Tasks to complete:
**1.** From the discussion of Ruby performance on phones, copy the passage between "It's a bold" and "time critical operations.", inclusive.
**2.** In the discussion of Ruby performance on phones, what is the default size of RubyMotion Android apps?

EDIT: Some scheme implementations offer good performance. Do they, like SBCL, implement static analysis under the hood?

EDIT: I may have left in words that should've been removed when I switched gears in mid-sentence.


Ruby isn't fast enough, and it would chew battery on a phone and make some apps impossible to do correctly. Ruby is a great language, it's my favourite hands down, but all that sugar comes at a cost. Even in ruby, we often use c libs to do the heavy lifting, they're just wrapped by ruby using the C extension framework.


The RubyMotion folks disagree:

RubyMotion for Android features a completely new Ruby runtime specifically designed and implemented for Android development. This is a new implementation of the Ruby language, it does not share code with RubyMotion for the Objective-C runtime. We are using the RubySpec project to make sure the runtime behaves as expected.

...

We feature an LLVM-based static compiler that will transform Ruby source files into ARM machine code. The generated machine code contains functions that conform to JNI so that they can be inserted into the Java runtime as is.

...

RubyMotion Android apps are packaged as .apk archives, exactly like Java-written apps. They weight about 500KB by default and start as fast as Java-written apps.

http://blog.rubymotion.com/post/87048665656/rubymotion-3-0-s...


It's a bold claim, but I haven't seen anything to back it up. I haven't tried all the apps made with the framework, but I haven't seen too many heavy apps that would require the power. Every game is a puzzler of some sort it seems. Nothing to really test if it is fast enough for gaming, or time critical operations.


That doesn't actually dispute either of the claims you're saying it does. Everything you just quoted can be true and Ruby could still be too slow compared to Objective-C and chew up too much battery.

Source material:
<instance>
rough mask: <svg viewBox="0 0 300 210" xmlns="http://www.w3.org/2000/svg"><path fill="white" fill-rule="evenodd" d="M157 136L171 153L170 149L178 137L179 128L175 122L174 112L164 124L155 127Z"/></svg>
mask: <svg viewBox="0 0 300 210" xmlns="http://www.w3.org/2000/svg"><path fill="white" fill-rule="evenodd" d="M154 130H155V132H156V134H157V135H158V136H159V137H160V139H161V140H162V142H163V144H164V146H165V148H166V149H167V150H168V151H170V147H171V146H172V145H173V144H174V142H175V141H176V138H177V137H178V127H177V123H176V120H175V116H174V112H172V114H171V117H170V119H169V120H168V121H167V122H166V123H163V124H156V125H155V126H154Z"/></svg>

Results of the tasks:
**1.**
It's a bold claim, but I haven't seen anything to back it up. I haven't tried all the apps made with the framework, but I haven't seen too many heavy apps that would require the power. Every game is a puzzler of some sort it seems. Nothing to really test if it is fast enough for gaming, or time critical operations.

**2.** About 500KB.